_Activity_
Only one stretch of the data is wanted: the line containing "locate: man's short", the line containing "locate: colorful eyeshadow", and every line between them, copied exactly.

►

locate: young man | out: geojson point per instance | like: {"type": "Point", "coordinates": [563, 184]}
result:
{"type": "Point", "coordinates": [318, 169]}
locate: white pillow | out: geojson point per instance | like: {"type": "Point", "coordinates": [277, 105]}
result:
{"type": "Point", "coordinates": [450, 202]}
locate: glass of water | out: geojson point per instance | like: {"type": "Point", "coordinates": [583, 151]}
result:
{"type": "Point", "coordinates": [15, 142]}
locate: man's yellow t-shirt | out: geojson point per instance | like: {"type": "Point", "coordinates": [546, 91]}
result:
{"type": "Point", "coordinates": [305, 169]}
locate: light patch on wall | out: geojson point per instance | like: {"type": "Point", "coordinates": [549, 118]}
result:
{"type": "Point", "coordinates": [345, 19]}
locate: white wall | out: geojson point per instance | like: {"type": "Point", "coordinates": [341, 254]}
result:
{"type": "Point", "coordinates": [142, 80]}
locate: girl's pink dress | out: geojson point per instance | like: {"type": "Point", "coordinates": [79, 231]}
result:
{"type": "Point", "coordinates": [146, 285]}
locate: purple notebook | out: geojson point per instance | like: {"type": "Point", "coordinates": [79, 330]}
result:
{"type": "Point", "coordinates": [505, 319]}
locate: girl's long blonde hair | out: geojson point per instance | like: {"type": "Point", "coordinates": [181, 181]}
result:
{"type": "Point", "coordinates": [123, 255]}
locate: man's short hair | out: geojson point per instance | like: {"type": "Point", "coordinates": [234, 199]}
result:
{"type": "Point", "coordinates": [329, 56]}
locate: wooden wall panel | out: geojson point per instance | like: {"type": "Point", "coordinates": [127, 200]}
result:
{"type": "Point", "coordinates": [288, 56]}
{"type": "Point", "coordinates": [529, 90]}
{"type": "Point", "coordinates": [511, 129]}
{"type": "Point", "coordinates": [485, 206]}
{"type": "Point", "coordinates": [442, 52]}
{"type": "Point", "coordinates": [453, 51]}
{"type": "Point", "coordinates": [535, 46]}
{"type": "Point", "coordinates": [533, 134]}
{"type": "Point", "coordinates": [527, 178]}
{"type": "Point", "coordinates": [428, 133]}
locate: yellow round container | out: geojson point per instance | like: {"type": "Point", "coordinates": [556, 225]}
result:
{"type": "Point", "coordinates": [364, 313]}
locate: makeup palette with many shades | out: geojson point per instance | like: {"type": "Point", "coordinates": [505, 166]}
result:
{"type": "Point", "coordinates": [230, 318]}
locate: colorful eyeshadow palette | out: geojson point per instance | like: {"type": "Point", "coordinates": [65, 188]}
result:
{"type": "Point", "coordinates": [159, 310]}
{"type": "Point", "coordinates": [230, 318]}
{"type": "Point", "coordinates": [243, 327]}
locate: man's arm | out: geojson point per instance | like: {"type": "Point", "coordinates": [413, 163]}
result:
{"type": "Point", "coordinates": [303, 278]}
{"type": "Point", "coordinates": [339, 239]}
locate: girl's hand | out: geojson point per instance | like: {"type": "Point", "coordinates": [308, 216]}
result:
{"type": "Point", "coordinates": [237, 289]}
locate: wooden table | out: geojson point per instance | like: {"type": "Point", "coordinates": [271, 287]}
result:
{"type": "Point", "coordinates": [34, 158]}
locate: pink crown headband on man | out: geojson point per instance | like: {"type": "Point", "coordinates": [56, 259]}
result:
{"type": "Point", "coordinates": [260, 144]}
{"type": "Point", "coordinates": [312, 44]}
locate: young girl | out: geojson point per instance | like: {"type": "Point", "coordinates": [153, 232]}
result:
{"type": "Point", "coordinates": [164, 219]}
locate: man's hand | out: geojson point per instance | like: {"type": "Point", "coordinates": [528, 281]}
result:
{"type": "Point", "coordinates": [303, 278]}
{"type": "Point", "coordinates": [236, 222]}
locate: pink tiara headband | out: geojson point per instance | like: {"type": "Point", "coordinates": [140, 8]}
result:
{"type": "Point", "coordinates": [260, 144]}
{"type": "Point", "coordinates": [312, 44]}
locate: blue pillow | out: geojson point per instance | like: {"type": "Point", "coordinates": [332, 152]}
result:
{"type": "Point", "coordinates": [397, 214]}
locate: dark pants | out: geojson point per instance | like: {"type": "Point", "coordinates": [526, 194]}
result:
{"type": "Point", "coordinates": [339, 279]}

◄

_Answer section_
locate: man's short hair | out: geojson point per instance | like: {"type": "Point", "coordinates": [234, 199]}
result:
{"type": "Point", "coordinates": [329, 56]}
locate: wooden wall panel | out: geojson point per instance | like: {"type": "Point", "coordinates": [127, 200]}
result:
{"type": "Point", "coordinates": [288, 56]}
{"type": "Point", "coordinates": [529, 90]}
{"type": "Point", "coordinates": [511, 129]}
{"type": "Point", "coordinates": [485, 206]}
{"type": "Point", "coordinates": [442, 52]}
{"type": "Point", "coordinates": [453, 51]}
{"type": "Point", "coordinates": [535, 46]}
{"type": "Point", "coordinates": [533, 134]}
{"type": "Point", "coordinates": [527, 178]}
{"type": "Point", "coordinates": [428, 133]}
locate: yellow round container | out: geojson point per instance | like: {"type": "Point", "coordinates": [556, 225]}
result:
{"type": "Point", "coordinates": [364, 313]}
locate: makeup palette with many shades | out: geojson point per instance | like: {"type": "Point", "coordinates": [505, 166]}
result:
{"type": "Point", "coordinates": [230, 318]}
locate: colorful eyeshadow palette | out: geojson point per instance | like: {"type": "Point", "coordinates": [65, 188]}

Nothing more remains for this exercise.